:: Task details ::
State how many lines of the records contain the string "windshield", matching case exactly. Reply with only the number.

(Collection entries)
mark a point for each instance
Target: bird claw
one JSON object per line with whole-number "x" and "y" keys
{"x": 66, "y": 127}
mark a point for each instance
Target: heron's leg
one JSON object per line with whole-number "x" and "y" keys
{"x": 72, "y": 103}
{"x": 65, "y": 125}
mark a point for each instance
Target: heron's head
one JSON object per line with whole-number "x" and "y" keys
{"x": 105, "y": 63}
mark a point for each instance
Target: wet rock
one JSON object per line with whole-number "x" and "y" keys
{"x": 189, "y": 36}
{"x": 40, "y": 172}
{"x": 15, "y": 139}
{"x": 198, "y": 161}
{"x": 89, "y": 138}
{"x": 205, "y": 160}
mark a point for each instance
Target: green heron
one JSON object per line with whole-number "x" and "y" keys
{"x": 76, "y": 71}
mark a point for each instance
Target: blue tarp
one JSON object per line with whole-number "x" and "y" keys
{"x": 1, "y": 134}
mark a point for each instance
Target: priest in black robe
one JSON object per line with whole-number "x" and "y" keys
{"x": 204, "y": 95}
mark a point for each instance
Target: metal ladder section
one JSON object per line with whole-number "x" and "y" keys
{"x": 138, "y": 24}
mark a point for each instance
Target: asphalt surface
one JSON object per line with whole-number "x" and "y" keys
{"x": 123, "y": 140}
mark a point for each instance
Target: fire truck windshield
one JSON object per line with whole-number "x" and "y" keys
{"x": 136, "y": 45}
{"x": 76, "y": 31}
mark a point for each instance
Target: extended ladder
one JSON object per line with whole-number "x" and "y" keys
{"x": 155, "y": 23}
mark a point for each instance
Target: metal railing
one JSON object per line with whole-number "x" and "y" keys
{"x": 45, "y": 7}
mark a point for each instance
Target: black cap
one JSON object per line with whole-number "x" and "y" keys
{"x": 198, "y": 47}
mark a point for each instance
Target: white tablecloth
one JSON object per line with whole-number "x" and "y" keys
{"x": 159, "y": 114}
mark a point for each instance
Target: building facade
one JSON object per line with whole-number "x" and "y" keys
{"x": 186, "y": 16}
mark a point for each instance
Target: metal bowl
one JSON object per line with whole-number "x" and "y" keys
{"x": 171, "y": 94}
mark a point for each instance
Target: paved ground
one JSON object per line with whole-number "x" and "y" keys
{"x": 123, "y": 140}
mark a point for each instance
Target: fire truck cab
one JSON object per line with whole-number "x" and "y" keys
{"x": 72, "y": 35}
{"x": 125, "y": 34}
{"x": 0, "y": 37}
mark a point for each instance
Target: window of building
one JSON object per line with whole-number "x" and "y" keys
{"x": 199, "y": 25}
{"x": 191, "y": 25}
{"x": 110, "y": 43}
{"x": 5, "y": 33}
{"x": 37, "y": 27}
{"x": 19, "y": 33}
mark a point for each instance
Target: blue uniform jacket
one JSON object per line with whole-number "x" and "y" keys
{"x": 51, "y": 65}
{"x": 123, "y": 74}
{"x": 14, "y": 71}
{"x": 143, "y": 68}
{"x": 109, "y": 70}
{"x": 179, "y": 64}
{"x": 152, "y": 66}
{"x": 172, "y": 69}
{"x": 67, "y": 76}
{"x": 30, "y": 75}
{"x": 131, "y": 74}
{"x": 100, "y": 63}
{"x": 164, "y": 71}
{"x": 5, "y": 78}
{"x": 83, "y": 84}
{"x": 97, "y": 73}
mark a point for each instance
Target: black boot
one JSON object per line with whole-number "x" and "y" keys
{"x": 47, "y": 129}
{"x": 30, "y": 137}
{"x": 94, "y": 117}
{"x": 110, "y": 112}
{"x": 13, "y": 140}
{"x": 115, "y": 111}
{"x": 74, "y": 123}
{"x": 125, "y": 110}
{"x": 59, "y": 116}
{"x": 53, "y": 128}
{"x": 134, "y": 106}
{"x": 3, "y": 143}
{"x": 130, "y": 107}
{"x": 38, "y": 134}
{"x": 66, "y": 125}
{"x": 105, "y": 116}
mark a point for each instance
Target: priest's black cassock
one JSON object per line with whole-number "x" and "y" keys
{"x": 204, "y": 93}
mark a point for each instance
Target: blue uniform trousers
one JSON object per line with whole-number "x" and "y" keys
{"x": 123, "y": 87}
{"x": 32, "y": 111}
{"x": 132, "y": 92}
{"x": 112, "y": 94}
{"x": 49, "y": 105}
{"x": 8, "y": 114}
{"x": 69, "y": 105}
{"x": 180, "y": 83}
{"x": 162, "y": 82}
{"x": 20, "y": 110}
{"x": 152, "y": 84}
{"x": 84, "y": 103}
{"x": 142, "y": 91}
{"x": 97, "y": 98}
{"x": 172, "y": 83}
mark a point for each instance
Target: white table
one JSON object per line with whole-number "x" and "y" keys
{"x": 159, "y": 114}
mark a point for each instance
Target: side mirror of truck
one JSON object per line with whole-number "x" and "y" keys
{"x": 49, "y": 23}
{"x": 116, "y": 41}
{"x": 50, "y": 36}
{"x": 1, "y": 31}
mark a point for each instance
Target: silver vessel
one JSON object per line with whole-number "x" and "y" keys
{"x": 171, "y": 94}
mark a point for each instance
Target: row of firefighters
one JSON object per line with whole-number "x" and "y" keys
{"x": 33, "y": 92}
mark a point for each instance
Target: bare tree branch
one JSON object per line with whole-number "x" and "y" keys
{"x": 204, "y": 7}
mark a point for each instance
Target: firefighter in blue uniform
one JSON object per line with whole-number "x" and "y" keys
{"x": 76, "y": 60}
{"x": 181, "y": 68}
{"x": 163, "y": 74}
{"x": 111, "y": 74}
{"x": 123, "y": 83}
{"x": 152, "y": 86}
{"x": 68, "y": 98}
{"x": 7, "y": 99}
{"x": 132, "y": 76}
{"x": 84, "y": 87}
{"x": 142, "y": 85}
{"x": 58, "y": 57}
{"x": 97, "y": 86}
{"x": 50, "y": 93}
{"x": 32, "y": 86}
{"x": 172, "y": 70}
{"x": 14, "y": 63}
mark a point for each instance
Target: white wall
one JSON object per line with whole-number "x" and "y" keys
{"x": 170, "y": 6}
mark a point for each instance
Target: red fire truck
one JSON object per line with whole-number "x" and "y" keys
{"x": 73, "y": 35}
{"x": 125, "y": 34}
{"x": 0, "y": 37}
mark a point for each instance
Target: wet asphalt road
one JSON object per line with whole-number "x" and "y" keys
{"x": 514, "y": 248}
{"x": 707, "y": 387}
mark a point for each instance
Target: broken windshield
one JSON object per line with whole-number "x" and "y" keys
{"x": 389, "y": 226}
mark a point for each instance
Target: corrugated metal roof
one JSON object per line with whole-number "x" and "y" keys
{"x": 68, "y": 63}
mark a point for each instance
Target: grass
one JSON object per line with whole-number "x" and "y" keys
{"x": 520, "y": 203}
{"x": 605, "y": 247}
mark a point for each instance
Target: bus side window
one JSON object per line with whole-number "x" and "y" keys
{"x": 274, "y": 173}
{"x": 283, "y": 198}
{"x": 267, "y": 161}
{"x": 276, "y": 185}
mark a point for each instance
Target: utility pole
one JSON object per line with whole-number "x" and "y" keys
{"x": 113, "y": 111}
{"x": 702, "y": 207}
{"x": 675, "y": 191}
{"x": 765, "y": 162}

:: Answer to the problem ::
2